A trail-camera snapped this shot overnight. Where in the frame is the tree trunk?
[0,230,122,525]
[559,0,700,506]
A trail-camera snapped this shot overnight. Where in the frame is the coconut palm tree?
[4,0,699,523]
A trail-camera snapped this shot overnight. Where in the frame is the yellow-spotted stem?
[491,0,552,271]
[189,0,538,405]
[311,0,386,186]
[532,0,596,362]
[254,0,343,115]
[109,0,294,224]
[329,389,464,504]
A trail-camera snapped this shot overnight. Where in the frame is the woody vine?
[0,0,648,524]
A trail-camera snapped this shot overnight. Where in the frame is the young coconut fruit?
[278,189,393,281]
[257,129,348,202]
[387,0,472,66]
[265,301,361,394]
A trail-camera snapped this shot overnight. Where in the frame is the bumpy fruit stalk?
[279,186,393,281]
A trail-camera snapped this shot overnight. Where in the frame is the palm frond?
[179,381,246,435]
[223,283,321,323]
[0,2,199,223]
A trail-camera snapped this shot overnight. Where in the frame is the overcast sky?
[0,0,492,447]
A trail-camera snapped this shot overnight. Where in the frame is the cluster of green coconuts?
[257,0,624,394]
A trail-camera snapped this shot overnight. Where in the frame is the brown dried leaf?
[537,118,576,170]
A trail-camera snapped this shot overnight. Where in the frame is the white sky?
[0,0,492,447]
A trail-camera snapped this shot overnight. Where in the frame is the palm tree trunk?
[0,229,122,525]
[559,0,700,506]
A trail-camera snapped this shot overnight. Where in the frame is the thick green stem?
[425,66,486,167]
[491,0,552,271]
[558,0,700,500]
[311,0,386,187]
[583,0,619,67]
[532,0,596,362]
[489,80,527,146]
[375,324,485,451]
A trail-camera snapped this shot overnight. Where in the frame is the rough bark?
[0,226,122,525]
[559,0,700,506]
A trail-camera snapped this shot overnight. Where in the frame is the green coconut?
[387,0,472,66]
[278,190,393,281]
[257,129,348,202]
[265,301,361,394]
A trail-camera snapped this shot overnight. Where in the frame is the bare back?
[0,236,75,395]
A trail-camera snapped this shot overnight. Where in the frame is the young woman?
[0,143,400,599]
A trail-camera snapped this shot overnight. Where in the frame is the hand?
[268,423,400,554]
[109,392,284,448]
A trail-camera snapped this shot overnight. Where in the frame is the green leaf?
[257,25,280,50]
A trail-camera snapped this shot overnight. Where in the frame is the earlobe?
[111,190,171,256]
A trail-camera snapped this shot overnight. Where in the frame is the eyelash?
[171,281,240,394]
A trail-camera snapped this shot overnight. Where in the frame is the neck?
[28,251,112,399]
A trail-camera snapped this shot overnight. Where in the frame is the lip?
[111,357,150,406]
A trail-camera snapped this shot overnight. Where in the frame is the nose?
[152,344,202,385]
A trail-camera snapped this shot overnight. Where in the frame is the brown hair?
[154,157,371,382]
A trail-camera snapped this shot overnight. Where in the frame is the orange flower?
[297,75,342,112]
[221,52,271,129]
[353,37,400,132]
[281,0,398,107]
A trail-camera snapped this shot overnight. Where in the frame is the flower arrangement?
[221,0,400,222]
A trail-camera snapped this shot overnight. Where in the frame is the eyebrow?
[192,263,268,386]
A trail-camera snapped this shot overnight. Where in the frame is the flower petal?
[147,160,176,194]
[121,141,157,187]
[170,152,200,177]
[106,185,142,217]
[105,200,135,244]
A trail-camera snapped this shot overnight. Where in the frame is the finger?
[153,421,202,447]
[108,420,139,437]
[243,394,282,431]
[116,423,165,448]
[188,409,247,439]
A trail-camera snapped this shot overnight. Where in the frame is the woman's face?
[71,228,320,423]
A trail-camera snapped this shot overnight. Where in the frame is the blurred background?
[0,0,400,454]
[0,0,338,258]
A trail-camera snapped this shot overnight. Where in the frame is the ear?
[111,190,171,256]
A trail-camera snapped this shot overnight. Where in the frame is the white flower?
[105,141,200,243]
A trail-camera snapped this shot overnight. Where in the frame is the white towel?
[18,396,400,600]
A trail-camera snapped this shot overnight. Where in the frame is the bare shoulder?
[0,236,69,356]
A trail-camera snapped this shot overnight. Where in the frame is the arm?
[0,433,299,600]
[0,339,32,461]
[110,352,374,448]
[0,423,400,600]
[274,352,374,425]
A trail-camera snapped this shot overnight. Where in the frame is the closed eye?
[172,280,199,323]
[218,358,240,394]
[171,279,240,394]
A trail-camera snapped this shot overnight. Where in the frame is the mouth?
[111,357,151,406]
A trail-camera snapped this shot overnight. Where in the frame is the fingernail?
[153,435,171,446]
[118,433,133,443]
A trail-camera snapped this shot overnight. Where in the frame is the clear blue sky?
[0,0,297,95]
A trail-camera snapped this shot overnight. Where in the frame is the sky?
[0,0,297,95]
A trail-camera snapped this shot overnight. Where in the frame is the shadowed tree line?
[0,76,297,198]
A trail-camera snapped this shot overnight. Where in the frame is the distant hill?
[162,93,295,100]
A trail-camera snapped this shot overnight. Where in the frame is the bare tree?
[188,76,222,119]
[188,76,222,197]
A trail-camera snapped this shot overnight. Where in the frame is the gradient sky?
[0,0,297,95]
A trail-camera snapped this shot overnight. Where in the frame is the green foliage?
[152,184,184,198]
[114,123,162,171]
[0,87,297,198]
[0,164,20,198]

> _Given request_: Copy out the rows from the first one through the line that contains "[279,186,393,281]", with both ends included, exactly as they appear.

> _Result of the task_:
A trail-camera snapped this shot overnight. Where in the frame is the tree trunk?
[0,230,122,525]
[559,0,700,506]
A trail-camera snapped this shot overnight. Where in the frame is the coconut palm tree?
[4,0,699,523]
A trail-camera snapped this shot overnight. Where in the frame is the yellow-spotted stem?
[491,0,552,271]
[189,0,538,405]
[311,0,386,186]
[532,0,596,362]
[254,0,343,115]
[109,0,294,224]
[329,389,464,504]
A trail-camera snapped this shot overnight. Where in the frame is the woody vine?
[0,0,648,524]
A trail-camera snapped this shot overnight. Where in the frame is the young coconut fruit?
[278,189,393,281]
[257,129,348,202]
[387,0,472,66]
[265,301,361,394]
A trail-camera snapped this shot overnight. Where in the frame is the bumpy fruit stalk?
[279,186,393,281]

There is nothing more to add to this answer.